Your instructions:
Edit the rows below so that "every occurrence" becomes "each instance" wherever it appears, with nothing else changed. Leave the pictures out of your answer.

# start of Supplied records

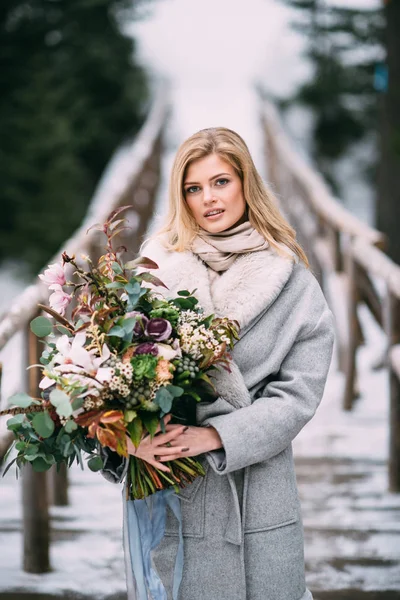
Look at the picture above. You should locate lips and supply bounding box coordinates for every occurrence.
[204,208,224,217]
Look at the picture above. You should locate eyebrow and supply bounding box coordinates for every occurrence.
[183,173,231,185]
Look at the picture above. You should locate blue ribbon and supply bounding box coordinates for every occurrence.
[127,488,183,600]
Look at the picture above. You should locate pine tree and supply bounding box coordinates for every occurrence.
[0,0,147,270]
[377,0,400,264]
[278,0,384,190]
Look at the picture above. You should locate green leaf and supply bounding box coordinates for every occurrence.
[32,410,54,438]
[56,325,73,337]
[167,385,185,398]
[138,272,168,289]
[154,387,174,413]
[88,456,103,473]
[124,410,137,423]
[30,317,53,337]
[107,325,125,338]
[8,392,39,408]
[64,419,78,433]
[106,281,125,290]
[111,261,123,275]
[50,390,72,417]
[127,417,143,448]
[31,456,51,473]
[125,279,141,295]
[122,317,138,335]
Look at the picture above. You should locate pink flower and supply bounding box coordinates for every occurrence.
[39,263,66,290]
[49,284,72,316]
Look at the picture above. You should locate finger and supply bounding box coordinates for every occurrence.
[154,413,172,435]
[157,448,190,462]
[154,425,187,446]
[146,457,171,473]
[155,446,189,460]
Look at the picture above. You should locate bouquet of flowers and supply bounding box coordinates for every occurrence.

# end of Supplied records

Final result:
Look at the picture above. You should locate lips and supply bounding box coordinates for each instance.
[204,208,224,217]
Look at the picture above. You should locate eyebrow and supply bounding box coordinates for each instance.
[183,173,231,185]
Look at the picture above. You should locate blue ribbon and supply bounding box coordinates for each instance.
[127,488,183,600]
Look at the picture above. You should locate pine tree and supply bounding box coordinates for each instance.
[0,0,147,270]
[377,0,400,264]
[278,0,384,190]
Look at the picture above. You should locate green leaf and supply bounding box coordinates for each instance.
[32,410,54,438]
[56,325,73,337]
[167,385,185,398]
[138,272,168,289]
[154,387,174,413]
[88,456,103,473]
[124,410,137,423]
[30,317,53,337]
[107,325,125,338]
[8,392,39,408]
[64,419,78,433]
[106,281,125,290]
[111,261,123,275]
[50,390,72,417]
[127,417,143,448]
[31,456,51,473]
[125,279,141,295]
[122,317,138,335]
Look at the picture above. You should locate pink flower and supply bounding box coordinates for each instance.
[39,263,66,290]
[49,284,72,316]
Look at the picture above. You should locate finger and supply bounding box coordinates for each instance.
[154,413,172,435]
[157,448,190,462]
[154,425,187,446]
[146,457,171,473]
[155,446,189,460]
Look at the picture above. You should locate bouquet of flowers and supply bounding box coordinates for each instance.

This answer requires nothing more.